■ REQUIREMENT: Return every line of the records, exact and in full, until you have returned the line with "positive clicks: (504, 271) (583, 260)", and include none of the pictures.

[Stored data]
* * * * * * *
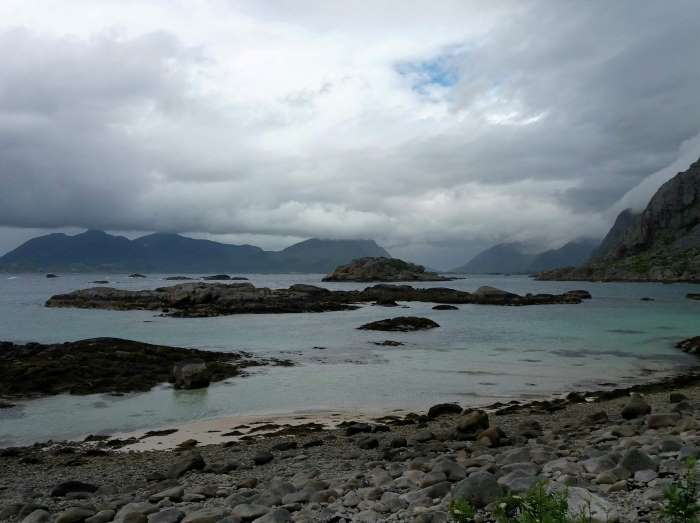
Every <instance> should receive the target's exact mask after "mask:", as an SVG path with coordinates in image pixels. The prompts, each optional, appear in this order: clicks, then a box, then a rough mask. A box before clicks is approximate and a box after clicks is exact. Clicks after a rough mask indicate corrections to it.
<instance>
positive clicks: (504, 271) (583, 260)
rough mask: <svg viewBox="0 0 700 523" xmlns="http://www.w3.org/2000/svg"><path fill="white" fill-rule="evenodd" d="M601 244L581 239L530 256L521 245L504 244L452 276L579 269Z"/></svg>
mask: <svg viewBox="0 0 700 523" xmlns="http://www.w3.org/2000/svg"><path fill="white" fill-rule="evenodd" d="M598 244H599V242H598V241H597V240H591V239H579V240H575V241H572V242H569V243H567V244H565V245H564V246H563V247H560V248H558V249H550V250H548V251H544V252H540V253H532V252H529V251H530V250H531V249H528V248H527V246H525V245H523V244H521V243H516V242H513V243H500V244H498V245H494V246H493V247H491V248H489V249H486V250H485V251H483V252H481V253H480V254H477V255H476V256H475V257H474V258H472V259H471V260H470V261H469V262H468V263H466V264H465V265H462V266H461V267H457V268H456V269H453V270H452V271H450V272H456V273H465V274H531V273H534V272H540V271H544V270H548V269H553V268H555V267H561V266H563V265H565V266H578V265H581V264H583V263H584V262H586V260H588V258H590V256H591V253H592V252H593V251H594V249H595V248H596V247H597V246H598Z"/></svg>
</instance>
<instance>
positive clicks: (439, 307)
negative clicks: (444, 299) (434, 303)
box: [433, 303, 459, 311]
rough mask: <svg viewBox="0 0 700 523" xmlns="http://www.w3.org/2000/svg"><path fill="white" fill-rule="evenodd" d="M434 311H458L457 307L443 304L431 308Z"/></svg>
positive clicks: (442, 303)
mask: <svg viewBox="0 0 700 523" xmlns="http://www.w3.org/2000/svg"><path fill="white" fill-rule="evenodd" d="M433 310H434V311H458V310H459V307H455V306H454V305H447V304H445V303H441V304H440V305H436V306H435V307H433Z"/></svg>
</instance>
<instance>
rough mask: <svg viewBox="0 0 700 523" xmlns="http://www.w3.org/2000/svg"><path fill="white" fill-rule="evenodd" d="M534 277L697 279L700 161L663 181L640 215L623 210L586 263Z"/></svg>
mask: <svg viewBox="0 0 700 523" xmlns="http://www.w3.org/2000/svg"><path fill="white" fill-rule="evenodd" d="M537 279H539V280H563V281H566V280H572V281H573V280H587V281H641V282H646V281H661V282H693V283H700V160H698V161H697V162H695V163H694V164H692V165H691V166H690V167H689V168H688V170H687V171H684V172H681V173H678V174H677V175H676V176H675V177H674V178H672V179H671V180H669V181H668V182H666V183H665V184H664V185H662V186H661V188H660V189H659V190H658V191H657V192H656V194H655V195H654V196H653V198H652V199H651V201H650V202H649V204H648V205H647V207H646V209H644V211H643V212H642V213H641V214H637V213H634V212H632V211H631V210H626V211H623V212H622V213H621V214H620V215H619V216H618V218H617V220H616V222H615V224H614V225H613V227H612V229H611V230H610V232H609V233H608V235H607V236H606V237H605V239H604V240H603V242H602V243H601V245H600V247H599V248H598V249H597V250H596V251H595V253H594V254H593V256H592V258H591V259H590V260H589V261H588V262H587V263H586V264H584V265H583V266H581V267H564V268H560V269H554V270H550V271H545V272H541V273H539V274H538V275H537Z"/></svg>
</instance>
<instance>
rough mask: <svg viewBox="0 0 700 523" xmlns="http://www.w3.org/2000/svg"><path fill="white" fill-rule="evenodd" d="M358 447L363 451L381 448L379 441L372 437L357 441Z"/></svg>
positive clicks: (369, 437) (377, 439) (370, 436)
mask: <svg viewBox="0 0 700 523" xmlns="http://www.w3.org/2000/svg"><path fill="white" fill-rule="evenodd" d="M357 446H358V447H359V448H361V449H362V450H370V449H376V448H378V447H379V440H378V439H377V438H373V437H372V436H365V437H363V438H360V439H359V440H357Z"/></svg>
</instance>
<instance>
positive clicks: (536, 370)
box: [0, 274, 700, 446]
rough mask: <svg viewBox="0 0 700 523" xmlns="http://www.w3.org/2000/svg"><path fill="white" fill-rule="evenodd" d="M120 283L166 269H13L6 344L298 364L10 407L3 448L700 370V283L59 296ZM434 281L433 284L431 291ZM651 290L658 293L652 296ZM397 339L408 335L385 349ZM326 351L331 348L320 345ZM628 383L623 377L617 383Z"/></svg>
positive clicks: (402, 408)
mask: <svg viewBox="0 0 700 523" xmlns="http://www.w3.org/2000/svg"><path fill="white" fill-rule="evenodd" d="M248 277H249V278H250V279H251V281H252V282H253V283H254V284H255V285H257V286H268V287H287V286H289V285H290V284H292V283H312V284H318V285H324V286H326V287H328V288H344V289H348V288H361V287H363V286H364V285H362V284H350V283H342V284H339V283H334V284H331V283H328V284H322V283H320V279H321V277H322V276H321V275H248ZM97 279H109V280H111V283H110V285H112V286H115V287H121V288H133V289H140V288H147V287H156V286H162V285H166V284H172V282H164V281H163V280H162V277H161V276H156V275H151V276H149V277H148V278H147V279H129V278H127V277H125V276H107V277H105V276H104V275H100V274H81V275H70V276H62V277H60V278H56V279H46V278H45V277H44V276H42V275H17V276H10V275H6V274H2V275H0V339H2V340H8V341H17V342H24V341H39V342H62V341H69V340H77V339H82V338H90V337H96V336H115V337H122V338H130V339H135V340H139V341H145V342H152V343H161V344H167V345H175V346H183V347H197V348H204V349H216V350H231V351H236V350H246V351H250V352H253V353H257V354H261V355H268V356H281V357H285V358H289V359H292V360H294V361H295V362H296V363H297V364H298V365H297V366H296V367H293V368H265V369H260V370H256V371H255V372H254V373H253V375H251V376H249V377H246V378H239V379H234V380H230V381H229V382H224V383H221V384H216V385H213V386H211V387H209V389H207V390H205V391H174V390H173V389H171V388H169V387H168V386H162V387H158V388H156V389H154V390H152V391H150V392H148V393H145V394H133V395H127V396H124V397H119V398H115V397H111V396H108V395H93V396H83V397H75V396H57V397H52V398H45V399H40V400H33V401H27V402H23V403H21V404H20V405H19V407H17V408H13V409H5V410H0V446H3V445H5V446H6V445H11V444H20V443H21V444H26V443H31V442H34V441H44V440H47V439H65V438H77V437H81V436H84V435H85V434H88V433H109V432H124V431H129V430H137V429H141V428H150V427H158V426H163V425H168V424H176V423H183V422H186V421H192V420H196V419H204V418H213V417H219V416H236V415H249V414H262V413H289V412H295V411H307V410H360V411H361V410H363V409H371V410H373V411H376V410H377V409H386V410H391V409H395V408H402V409H420V408H426V407H428V406H429V405H431V404H434V403H437V402H443V401H459V402H460V403H462V404H465V405H466V404H472V405H478V404H485V403H490V402H493V401H495V399H502V398H525V397H538V396H548V395H551V394H556V393H561V392H565V391H569V390H575V389H593V388H609V387H613V386H617V385H625V384H631V383H637V382H640V381H644V380H649V379H654V378H657V377H659V376H662V375H668V374H671V373H675V372H679V371H682V370H683V369H684V368H687V367H689V366H694V365H695V364H696V360H695V358H693V357H690V356H688V355H686V354H684V353H682V352H680V351H678V350H677V349H675V348H673V343H674V342H676V341H678V340H679V339H683V338H687V337H690V336H697V335H700V302H693V301H691V300H687V299H686V298H685V294H686V293H688V292H693V291H694V292H697V286H695V287H693V286H690V285H681V284H677V285H663V284H612V283H611V284H601V283H579V282H575V283H571V282H537V281H534V280H531V279H529V278H527V277H520V276H517V277H505V276H488V277H482V276H478V277H477V276H473V277H467V278H466V279H464V280H457V281H454V282H449V283H447V284H445V283H437V284H435V285H440V286H449V287H452V288H458V289H463V290H474V289H476V288H477V287H479V286H481V285H493V286H495V287H500V288H503V289H506V290H509V291H512V292H517V293H526V292H561V291H563V290H568V289H573V288H584V289H587V290H589V291H590V292H591V293H592V295H593V299H592V300H590V301H587V302H585V303H584V304H581V305H547V306H533V307H493V306H479V305H465V306H460V310H459V311H433V310H432V308H431V307H432V304H420V303H410V304H408V305H409V306H410V308H407V309H396V308H394V309H390V308H384V307H375V306H371V305H368V306H366V307H362V308H361V309H359V310H356V311H344V312H329V313H320V314H284V315H238V316H229V317H220V318H197V319H182V318H161V317H157V316H156V315H155V314H154V313H152V312H143V311H133V312H113V311H91V310H75V309H47V308H45V307H44V306H43V303H44V302H45V300H46V299H47V298H48V297H49V296H50V295H52V294H56V293H59V292H66V291H69V290H74V289H78V288H84V287H87V286H89V285H90V283H89V282H90V281H92V280H97ZM430 285H432V284H423V286H430ZM644 296H649V297H652V298H654V299H655V301H653V302H642V301H640V298H641V297H644ZM405 314H410V315H417V316H425V317H429V318H431V319H433V320H435V321H437V322H438V323H439V324H440V325H441V327H440V328H439V329H433V330H431V331H428V332H420V333H405V334H404V333H376V332H375V333H373V332H368V331H358V330H356V327H357V326H359V325H361V324H363V323H366V322H368V321H372V320H376V319H382V318H387V317H391V316H398V315H405ZM384 339H393V340H399V341H403V342H405V343H406V345H405V346H402V347H377V346H374V345H372V344H371V343H370V342H372V341H381V340H384ZM314 347H324V348H325V350H319V349H317V348H314ZM613 384H615V385H613Z"/></svg>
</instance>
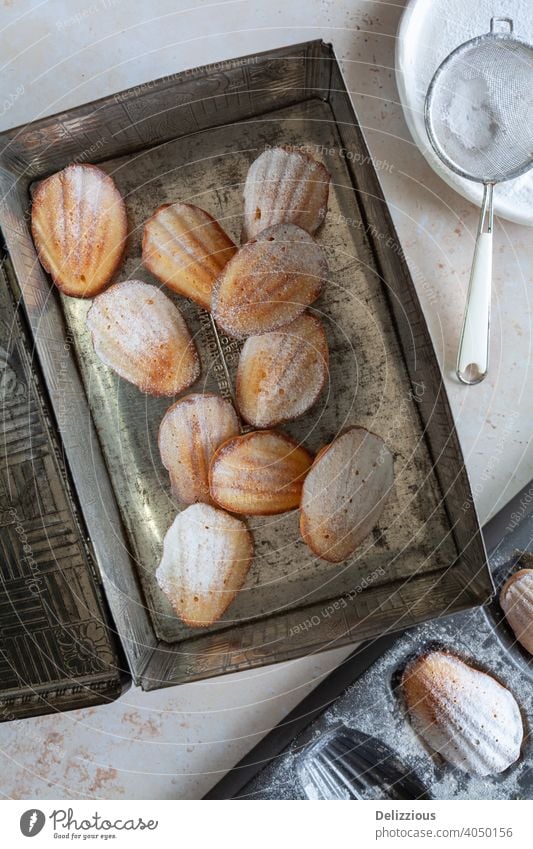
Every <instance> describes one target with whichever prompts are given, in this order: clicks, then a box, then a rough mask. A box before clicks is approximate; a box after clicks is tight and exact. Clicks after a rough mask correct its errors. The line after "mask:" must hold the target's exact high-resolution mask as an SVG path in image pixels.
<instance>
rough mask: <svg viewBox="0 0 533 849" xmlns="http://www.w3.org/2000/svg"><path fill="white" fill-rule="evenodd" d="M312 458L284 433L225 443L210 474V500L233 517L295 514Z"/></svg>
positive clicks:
* * * * * * *
■ WRITTEN RESPONSE:
Every <instance> should receive the target's exact mask after "mask:", as an SVG path with coordinates in image pixels. The prompts, each optional, appear in this order: clicks, then a box, then a rough mask. A box before clicks is approximate and a box after clicks is exact. Clicks after a rough mask indicate corrections to it.
<instance>
positive clicks: (504, 271) (583, 260)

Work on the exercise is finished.